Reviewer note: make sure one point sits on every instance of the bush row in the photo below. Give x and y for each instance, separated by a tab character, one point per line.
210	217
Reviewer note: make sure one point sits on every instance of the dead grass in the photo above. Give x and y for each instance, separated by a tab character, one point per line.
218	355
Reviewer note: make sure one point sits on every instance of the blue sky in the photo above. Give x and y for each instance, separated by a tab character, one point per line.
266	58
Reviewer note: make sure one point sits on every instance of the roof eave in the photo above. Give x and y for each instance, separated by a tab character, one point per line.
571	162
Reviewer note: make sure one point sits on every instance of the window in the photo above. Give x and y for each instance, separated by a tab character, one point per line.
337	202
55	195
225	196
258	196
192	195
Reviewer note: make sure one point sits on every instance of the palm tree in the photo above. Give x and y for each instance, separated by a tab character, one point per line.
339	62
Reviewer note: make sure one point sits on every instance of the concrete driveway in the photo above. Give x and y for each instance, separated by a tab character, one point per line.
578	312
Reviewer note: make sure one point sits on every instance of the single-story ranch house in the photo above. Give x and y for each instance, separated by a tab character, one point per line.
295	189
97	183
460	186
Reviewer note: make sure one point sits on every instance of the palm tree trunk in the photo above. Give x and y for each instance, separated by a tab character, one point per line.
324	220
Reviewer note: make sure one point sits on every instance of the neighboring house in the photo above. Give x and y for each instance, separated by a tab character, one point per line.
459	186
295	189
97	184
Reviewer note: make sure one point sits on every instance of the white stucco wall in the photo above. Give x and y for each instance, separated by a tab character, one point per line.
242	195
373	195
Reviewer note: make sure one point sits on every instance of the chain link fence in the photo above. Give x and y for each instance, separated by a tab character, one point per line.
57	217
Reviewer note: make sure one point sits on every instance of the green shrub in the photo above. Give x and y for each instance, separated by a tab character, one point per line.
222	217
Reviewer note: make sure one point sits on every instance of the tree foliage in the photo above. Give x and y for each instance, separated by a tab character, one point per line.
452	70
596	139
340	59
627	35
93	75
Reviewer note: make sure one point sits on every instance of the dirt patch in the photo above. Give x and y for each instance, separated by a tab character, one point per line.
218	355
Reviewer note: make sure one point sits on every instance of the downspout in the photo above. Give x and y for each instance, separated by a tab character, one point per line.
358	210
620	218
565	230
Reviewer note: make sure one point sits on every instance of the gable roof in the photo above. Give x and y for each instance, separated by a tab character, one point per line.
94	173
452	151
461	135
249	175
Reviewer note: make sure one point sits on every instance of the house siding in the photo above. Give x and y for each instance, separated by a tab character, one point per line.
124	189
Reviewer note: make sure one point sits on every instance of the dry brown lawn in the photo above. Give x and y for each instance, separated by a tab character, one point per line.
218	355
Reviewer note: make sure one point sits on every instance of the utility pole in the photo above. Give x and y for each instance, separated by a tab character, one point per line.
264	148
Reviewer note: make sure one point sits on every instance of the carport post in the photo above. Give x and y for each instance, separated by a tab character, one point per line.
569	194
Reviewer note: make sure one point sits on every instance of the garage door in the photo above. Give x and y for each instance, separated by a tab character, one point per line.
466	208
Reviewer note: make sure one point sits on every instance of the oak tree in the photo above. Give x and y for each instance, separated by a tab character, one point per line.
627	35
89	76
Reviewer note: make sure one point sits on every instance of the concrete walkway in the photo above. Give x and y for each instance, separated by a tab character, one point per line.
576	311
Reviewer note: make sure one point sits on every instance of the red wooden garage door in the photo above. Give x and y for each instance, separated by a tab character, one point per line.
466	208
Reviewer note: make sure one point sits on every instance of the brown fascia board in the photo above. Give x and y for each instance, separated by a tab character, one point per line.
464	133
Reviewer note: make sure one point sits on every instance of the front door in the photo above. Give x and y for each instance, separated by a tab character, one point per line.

───

* _AIM_: Copy the records above exactly.

* _EXPECTED OUTPUT_:
Reviewer note: make sure one point sits on every instance of the bush row in the photo below. Give x and y for each instance, separated by a tab character, one point per line.
210	217
Reviewer note: make sure one point sits on every instance of the dead grass in the photo above. Give x and y for each instance, separated by a tab character, one point per line.
218	355
Reviewer note: make sure one point sits on every instance of the blue sky in the photo above. Give x and y for each instance, separated by a tab character, one point per line.
266	58
Reviewer note: make sure one point sits on every instance of the roof eave in the photo above. Give x and y for each instance, separated by a tab character, one point per line.
571	162
Reviewer note: make sure one point sits on every instance of the window in the photo above. Give x and y for each instance, separated by a tab character, one point per line.
337	202
55	195
225	196
258	196
192	195
Reviewer note: make sure one point sits on every instance of the palm tree in the photo above. Give x and y for each instance, separated by a tab character, one point per line.
339	62
Reviewer note: make sure one point sits on every instance of the concrete driveway in the photo above. Give x and y for each instance, separated by a tab character, one point per line.
578	312
Reviewer note: make sure one point sits on every instance of the single-story ranch house in the photo above. Give x and y for each instance, separated by a tab character, one point per line.
295	189
97	183
460	186
Reviewer note: make sure one point sits on every instance of the palm tree trunk in the photo above. Give x and y for each instance, separated by a tab character, one point per line.
324	220
Reviewer note: make sure one point sits on every instance of the neighboring house in the photo above. Give x and y for each instance, separated by a tab character, one point per line.
459	186
295	189
97	184
Reviewer note: make sure one point sits on every instance of the white stucco wall in the photo above. Give x and y for each instance, separated by a tab character, one point per line.
242	195
373	195
Reviewer note: make sure one point sits on every instance of the chain link fence in the photo above. Give x and y for each instance, separated by a tab character, one point per line.
57	217
Reviewer note: make sure one point sits on every instance of the green shrub in the photo above. Give x and y for each instance, separated by a tab character, one point per line.
222	217
Reviewer note: make sure one point sits on every instance of the tree foliage in the photo above. Give x and y for each instance, separated by a tab character, one point per line.
452	70
596	139
340	59
627	35
93	75
Reviewer note: make sure one point sits on every instance of the dirt patch in the photo above. Give x and y for each instance, separated by a tab character, one point per line.
218	355
Reviewer note: make sure one point sits on every instance of the downspout in the photo above. Give x and y for each instance, separated by a tab character, one point per line.
358	210
620	218
565	230
Reviewer note: make sure one point sits on every instance of the gable roof in the photo above. Give x and y for each instance, separated by a tab character, one point per line.
94	173
452	151
461	135
249	175
Reviewer note: make sure one point sits on every instance of the house siding in the photo above. Give x and y for each instance, separated by a tab character, one point per line.
124	189
Reviewer note: make sure one point sits on every instance of the dry brown lawn in the photo above. Give x and y for each instance, separated by a tab character, one point per line.
218	355
Reviewer note: make sure one point sits on every instance of the utility pole in the photo above. Give x and y for each instance, separated by a tab character, one point per line.
264	148
Reviewer note: make sure one point sits on every instance of the carport post in the photo above. Give x and y for each instance, separated by a tab character, one point per line.
569	194
Reviewer note: make sure one point sits on every instance of the garage door in the photo above. Give x and y for each instance, separated by a tab character, one point per line.
466	208
Reviewer note: make sure one point sits on every instance of the oak tree in the photo above. Give x and y for each instance, separated by a tab character, one point per line.
627	35
89	76
Reviewer note: make sure one point sits on every instance of the concrete walkway in the photo above. Give x and y for each instance, separated by a tab character, one point per line.
576	311
Reviewer note: make sure one point sits on every instance of the red wooden garage door in the photo above. Give x and y for each instance, separated by a tab character, one point per line.
466	208
Reviewer note: make sure one point sits on every instance of the brown fascia board in the photo above. Give x and y for each instance, separated by a tab character, one point per line.
464	133
Reviewer note: make sure one point sits on every instance of the front door in the photo above. Give x and y for each instance, separated by a tab character, one point per line.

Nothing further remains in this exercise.